**Problem**. Reproduce exactly the lines below, starting with the line that contains "Give one point for each instance of the narrow" and ending with the last line of the records, both included, and nothing else.
+--
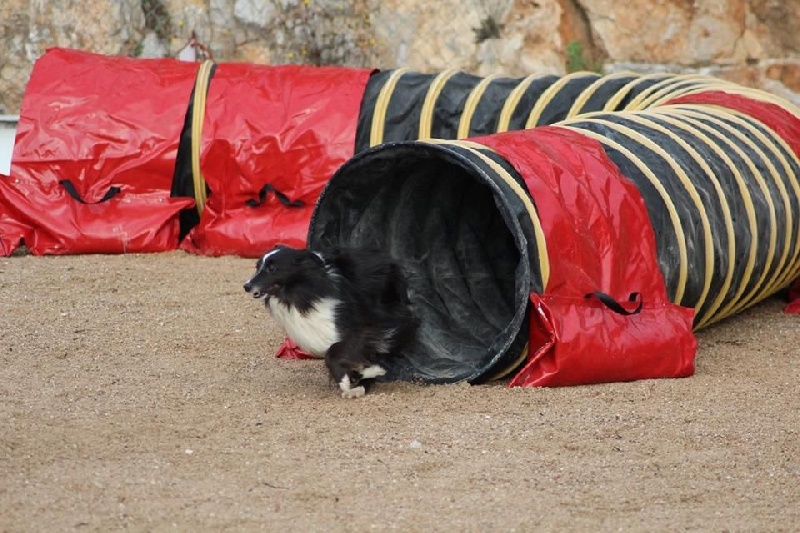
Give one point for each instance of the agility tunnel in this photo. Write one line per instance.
(118, 155)
(581, 252)
(556, 230)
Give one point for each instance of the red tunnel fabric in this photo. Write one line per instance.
(298, 126)
(599, 238)
(129, 119)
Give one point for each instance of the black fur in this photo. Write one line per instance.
(373, 317)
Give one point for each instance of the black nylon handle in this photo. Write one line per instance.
(617, 307)
(282, 198)
(72, 191)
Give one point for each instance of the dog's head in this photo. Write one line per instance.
(278, 270)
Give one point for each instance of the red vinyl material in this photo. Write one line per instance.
(12, 231)
(287, 126)
(599, 238)
(99, 122)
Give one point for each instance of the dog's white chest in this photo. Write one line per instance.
(314, 331)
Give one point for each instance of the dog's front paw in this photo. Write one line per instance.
(355, 392)
(348, 391)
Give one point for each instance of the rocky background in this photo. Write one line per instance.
(753, 42)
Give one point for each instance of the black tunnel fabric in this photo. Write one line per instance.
(720, 188)
(401, 104)
(724, 218)
(461, 226)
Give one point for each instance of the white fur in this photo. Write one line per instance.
(373, 372)
(348, 392)
(314, 331)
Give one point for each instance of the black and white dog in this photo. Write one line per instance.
(349, 306)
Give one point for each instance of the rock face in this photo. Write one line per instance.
(755, 42)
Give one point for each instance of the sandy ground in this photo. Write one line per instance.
(141, 392)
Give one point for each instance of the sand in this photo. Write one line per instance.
(142, 392)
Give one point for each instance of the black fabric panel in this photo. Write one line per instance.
(487, 112)
(711, 202)
(182, 182)
(451, 225)
(762, 210)
(633, 92)
(604, 93)
(666, 236)
(450, 105)
(374, 85)
(772, 150)
(560, 103)
(532, 94)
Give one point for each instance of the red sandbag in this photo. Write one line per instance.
(282, 130)
(12, 231)
(599, 239)
(94, 156)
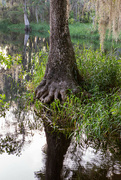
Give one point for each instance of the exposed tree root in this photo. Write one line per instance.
(48, 91)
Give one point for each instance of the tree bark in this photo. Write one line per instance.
(61, 71)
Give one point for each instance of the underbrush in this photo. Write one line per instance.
(98, 116)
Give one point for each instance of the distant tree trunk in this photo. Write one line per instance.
(61, 71)
(26, 21)
(36, 13)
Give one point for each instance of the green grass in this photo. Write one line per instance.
(98, 116)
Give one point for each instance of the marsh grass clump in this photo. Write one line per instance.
(99, 69)
(99, 116)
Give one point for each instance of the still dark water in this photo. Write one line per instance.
(24, 138)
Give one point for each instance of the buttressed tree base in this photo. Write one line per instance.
(61, 70)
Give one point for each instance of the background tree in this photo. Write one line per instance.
(108, 16)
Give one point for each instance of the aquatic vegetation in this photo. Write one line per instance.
(98, 116)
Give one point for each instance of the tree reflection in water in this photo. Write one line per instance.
(82, 161)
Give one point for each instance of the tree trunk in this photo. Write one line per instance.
(61, 71)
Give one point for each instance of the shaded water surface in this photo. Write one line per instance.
(30, 150)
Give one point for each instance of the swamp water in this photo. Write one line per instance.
(23, 145)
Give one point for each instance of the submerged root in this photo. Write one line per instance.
(46, 92)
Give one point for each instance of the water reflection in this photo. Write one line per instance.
(22, 136)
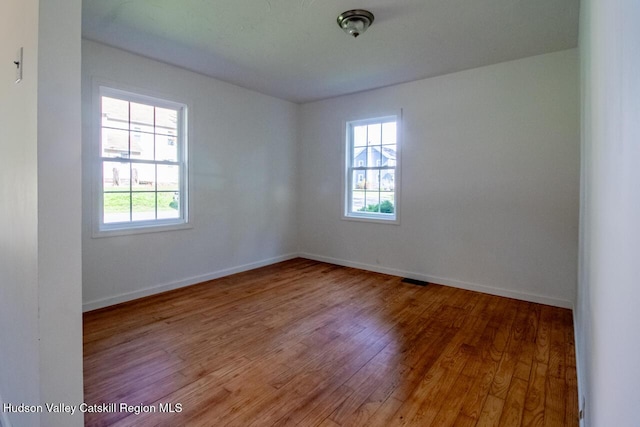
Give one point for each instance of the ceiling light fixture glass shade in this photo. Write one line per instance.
(355, 22)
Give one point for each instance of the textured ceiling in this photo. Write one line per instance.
(294, 49)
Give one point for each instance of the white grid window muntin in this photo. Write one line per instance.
(372, 169)
(142, 162)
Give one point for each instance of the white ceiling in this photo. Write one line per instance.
(294, 49)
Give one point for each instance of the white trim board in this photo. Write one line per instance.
(579, 373)
(152, 290)
(540, 299)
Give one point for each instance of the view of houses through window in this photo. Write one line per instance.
(371, 168)
(142, 160)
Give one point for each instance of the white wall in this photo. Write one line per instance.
(19, 349)
(608, 338)
(243, 164)
(59, 207)
(40, 304)
(490, 180)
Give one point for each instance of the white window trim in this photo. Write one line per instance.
(99, 229)
(346, 178)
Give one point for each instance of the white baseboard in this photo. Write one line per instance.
(444, 281)
(128, 296)
(579, 373)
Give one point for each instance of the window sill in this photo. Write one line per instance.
(371, 218)
(139, 229)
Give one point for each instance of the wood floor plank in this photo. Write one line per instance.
(313, 344)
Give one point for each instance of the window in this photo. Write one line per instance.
(142, 170)
(372, 169)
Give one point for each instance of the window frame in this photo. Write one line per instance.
(130, 94)
(347, 145)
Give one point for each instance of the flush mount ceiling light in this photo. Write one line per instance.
(355, 22)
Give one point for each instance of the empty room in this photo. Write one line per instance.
(417, 213)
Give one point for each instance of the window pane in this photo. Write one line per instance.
(374, 134)
(116, 207)
(143, 206)
(142, 146)
(359, 156)
(359, 136)
(115, 143)
(374, 158)
(166, 148)
(388, 155)
(142, 174)
(168, 178)
(387, 202)
(169, 204)
(144, 177)
(373, 180)
(387, 179)
(115, 113)
(389, 133)
(357, 200)
(166, 121)
(373, 201)
(115, 176)
(142, 117)
(359, 179)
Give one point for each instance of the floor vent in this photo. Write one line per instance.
(414, 282)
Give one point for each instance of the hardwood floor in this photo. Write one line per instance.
(313, 344)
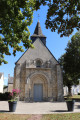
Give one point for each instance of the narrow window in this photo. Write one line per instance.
(38, 63)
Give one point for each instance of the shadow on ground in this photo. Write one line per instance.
(59, 111)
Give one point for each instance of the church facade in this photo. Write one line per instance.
(37, 73)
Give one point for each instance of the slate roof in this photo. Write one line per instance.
(38, 33)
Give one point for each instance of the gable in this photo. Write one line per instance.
(39, 51)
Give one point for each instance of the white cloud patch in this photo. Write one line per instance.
+--
**The response**.
Give one point for each instance of the narrow window in this photo. Write one line per instance.
(38, 63)
Give one point for each instance of the shadow on ground in this photo. Write one line per instance.
(59, 111)
Give one point for each instance of the church facade in this photo. Write one line per instance.
(37, 73)
Give one point for each instance of the slate roof in this photo. Write one line per instance.
(38, 33)
Give one point for each instance of the gable in this photo. Write one line per instance.
(39, 51)
Give one point for each instance of the white cloud patch in this photo. Write one line per instance.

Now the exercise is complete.